Copy the records word for word, starting at the line that contains "Query: shadow on pavement" and going down through the end of the records.

━━━━━ Material to process

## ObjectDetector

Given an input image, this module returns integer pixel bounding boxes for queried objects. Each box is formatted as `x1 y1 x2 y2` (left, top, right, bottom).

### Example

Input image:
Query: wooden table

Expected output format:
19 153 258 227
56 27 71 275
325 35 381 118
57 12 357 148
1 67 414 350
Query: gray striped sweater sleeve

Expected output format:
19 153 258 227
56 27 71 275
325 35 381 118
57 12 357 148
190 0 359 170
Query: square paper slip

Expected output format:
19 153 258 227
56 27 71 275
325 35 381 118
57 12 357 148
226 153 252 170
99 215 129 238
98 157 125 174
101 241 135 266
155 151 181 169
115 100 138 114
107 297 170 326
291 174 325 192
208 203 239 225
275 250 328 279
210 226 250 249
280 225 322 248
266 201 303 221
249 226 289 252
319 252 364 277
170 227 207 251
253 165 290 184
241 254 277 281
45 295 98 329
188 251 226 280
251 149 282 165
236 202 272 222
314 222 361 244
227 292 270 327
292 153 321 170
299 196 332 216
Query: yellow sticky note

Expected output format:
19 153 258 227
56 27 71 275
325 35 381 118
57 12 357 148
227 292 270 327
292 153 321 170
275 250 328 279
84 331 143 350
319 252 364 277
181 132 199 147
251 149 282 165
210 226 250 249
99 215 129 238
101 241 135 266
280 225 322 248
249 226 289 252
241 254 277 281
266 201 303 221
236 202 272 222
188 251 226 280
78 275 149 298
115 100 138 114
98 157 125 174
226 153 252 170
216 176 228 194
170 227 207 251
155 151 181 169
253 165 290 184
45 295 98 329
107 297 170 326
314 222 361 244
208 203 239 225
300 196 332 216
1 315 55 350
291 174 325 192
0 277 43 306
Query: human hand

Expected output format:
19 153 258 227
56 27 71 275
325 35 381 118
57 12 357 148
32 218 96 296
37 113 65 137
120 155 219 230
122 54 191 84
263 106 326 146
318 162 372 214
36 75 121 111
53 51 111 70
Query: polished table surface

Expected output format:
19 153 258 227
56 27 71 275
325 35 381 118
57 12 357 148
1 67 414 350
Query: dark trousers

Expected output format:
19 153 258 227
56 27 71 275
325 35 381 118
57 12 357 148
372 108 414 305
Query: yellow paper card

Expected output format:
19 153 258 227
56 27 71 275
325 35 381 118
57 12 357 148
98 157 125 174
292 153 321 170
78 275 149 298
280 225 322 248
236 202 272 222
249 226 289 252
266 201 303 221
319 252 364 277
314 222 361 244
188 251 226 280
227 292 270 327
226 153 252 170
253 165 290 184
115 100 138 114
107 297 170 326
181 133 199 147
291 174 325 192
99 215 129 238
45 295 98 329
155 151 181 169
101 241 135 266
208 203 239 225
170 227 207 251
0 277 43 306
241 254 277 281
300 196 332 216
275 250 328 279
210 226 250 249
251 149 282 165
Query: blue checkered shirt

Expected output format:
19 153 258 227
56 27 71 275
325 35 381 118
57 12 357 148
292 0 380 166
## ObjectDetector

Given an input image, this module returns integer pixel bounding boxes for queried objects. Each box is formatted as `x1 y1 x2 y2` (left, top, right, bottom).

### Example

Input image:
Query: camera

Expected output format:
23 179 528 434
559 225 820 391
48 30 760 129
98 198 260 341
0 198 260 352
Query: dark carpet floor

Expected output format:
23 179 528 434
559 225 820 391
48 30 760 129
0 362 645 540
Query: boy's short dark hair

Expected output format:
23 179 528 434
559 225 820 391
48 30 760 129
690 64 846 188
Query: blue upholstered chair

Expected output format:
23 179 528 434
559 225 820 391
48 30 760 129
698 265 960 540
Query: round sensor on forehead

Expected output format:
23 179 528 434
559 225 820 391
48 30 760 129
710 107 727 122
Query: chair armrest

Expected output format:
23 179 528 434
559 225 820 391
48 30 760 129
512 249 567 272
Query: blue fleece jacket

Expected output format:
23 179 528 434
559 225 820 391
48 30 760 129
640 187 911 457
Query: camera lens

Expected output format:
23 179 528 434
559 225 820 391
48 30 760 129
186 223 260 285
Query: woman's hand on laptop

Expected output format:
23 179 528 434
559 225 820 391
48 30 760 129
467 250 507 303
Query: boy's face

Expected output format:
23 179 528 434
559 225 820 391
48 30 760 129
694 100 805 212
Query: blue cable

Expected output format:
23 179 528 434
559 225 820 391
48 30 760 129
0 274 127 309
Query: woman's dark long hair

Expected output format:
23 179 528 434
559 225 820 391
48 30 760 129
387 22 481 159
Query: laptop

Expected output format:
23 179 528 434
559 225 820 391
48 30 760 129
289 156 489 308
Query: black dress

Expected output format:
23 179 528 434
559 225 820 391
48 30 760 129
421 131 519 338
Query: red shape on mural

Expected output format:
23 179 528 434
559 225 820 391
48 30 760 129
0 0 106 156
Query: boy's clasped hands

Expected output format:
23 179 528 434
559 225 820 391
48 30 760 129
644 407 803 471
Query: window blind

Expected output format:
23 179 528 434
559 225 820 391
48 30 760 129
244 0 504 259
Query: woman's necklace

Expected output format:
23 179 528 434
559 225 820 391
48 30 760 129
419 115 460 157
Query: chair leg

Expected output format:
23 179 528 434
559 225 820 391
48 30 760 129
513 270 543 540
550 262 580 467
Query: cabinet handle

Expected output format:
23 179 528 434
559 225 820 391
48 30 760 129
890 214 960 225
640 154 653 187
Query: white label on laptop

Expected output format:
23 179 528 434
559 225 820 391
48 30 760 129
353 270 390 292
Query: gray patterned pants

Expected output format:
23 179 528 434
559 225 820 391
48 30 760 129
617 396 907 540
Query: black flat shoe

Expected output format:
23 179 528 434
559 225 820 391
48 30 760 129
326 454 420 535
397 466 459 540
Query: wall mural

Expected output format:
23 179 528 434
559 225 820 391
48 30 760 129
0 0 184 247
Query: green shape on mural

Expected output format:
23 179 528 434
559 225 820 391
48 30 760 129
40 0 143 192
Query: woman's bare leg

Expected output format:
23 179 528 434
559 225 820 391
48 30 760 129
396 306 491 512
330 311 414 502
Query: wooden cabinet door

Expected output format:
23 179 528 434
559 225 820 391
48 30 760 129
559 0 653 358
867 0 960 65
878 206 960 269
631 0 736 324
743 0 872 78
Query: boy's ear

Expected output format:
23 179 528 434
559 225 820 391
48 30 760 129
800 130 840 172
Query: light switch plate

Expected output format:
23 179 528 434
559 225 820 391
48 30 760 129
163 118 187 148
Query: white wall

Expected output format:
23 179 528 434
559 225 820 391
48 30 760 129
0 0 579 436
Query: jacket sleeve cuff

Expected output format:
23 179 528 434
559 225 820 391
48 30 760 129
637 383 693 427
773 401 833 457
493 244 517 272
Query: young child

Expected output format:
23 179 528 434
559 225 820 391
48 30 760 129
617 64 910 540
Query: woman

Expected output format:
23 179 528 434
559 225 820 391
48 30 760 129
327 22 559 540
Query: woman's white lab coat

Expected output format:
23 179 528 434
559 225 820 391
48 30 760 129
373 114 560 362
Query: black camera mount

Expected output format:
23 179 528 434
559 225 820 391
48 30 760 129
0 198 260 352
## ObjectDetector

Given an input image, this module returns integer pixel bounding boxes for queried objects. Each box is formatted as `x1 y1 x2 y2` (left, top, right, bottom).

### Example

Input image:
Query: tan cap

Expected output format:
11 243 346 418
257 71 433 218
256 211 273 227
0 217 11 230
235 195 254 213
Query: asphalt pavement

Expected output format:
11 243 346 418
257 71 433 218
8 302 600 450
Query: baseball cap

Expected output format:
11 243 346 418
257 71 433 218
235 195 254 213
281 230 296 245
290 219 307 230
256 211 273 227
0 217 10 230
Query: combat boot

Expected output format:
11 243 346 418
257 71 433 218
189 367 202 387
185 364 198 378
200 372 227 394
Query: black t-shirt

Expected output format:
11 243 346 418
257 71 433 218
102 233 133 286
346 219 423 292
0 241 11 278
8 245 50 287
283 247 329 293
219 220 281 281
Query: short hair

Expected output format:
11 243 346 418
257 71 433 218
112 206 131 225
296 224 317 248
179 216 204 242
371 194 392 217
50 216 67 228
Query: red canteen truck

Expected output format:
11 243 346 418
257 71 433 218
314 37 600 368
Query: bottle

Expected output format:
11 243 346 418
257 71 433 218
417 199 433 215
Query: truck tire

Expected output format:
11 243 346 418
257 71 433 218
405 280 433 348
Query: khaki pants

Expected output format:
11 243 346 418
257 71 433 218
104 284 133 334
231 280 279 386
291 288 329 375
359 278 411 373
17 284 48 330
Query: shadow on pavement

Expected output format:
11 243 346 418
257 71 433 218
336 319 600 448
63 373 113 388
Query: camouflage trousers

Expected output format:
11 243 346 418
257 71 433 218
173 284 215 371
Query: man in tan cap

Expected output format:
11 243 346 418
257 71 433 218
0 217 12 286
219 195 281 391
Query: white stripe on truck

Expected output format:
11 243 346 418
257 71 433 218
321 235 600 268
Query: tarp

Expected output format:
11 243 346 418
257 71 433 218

━━━━━━━━━━

Response to the task:
Query: shadow on pavement

Expected output format:
11 243 346 418
257 71 433 218
336 319 600 448
63 373 113 388
Query: camouflage trousers

Expected output format:
11 243 346 418
257 71 433 218
173 284 215 371
Query: man in tan cap

Expected output format:
11 243 346 418
257 71 433 218
0 217 12 286
219 195 281 391
Query: white stripe on truck

Expected output format:
11 243 346 418
257 71 433 218
321 235 600 268
Query: tarp

Expected output format:
11 243 346 418
257 71 433 218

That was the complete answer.